■ **TEXT BLOCK**:
-*-
Browser War Panel
Brendan Eich – Mozilla
Chris Wilson – Microsoft
Charles McCarthie-Nevile – Opera
First point: Where is Apple? They wouldn’t send anyone to this panel.
Question to Chris, What is Microsoft’s message, especially considering Silverlight is proprietary? Silverlight isn’t what he’s representing, but Silverlight is still part of the web, much like Flash. Open standards are important because they does not rely on any one company for sustenance.
What’s happening with mobile devices: The mobile space is a bit easier to compete on, because most mobile providers actually look at competing browsers and decide which is best. The desktop market is much more difficult because the OS distributors usually choose which browsers are included by default.
What’s going on with HTML5? Chris Wilson, Microsoft employee, is co-chair, but the HTML5 workgroup site specifically says that it will be an open standard, unlike Silverlight (Microsoft’s proprietary “Flash-killer”).
-*-
■ **GIVEN DATA**:
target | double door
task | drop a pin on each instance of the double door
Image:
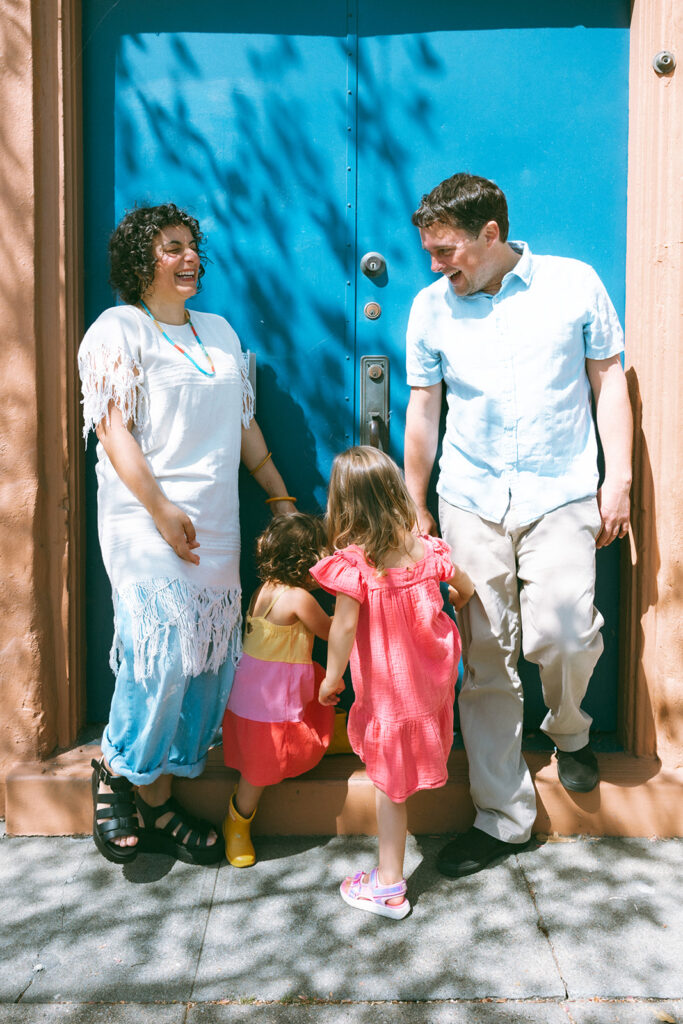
(302, 137)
-*-
■ **WORK TO BE COMPLETED**: Using the browser war panel notes above, decide whether each statement agrees with them: (a) Apple sent someone to the panel; (b) the mobile space is called easier to compete on than the desktop market; (c) Chris Wilson is co-chair of the HTML5 workgroup. Answer yes or no for each and quote the deciding words.

■ **ANSWER TO THIS EXERCISE**:
(a) No: "They wouldn’t send anyone to this panel."
(b) Yes: "The mobile space is a bit easier to compete on" and "The desktop market is much more difficult"
(c) Yes: "Chris Wilson, Microsoft employee, is co-chair"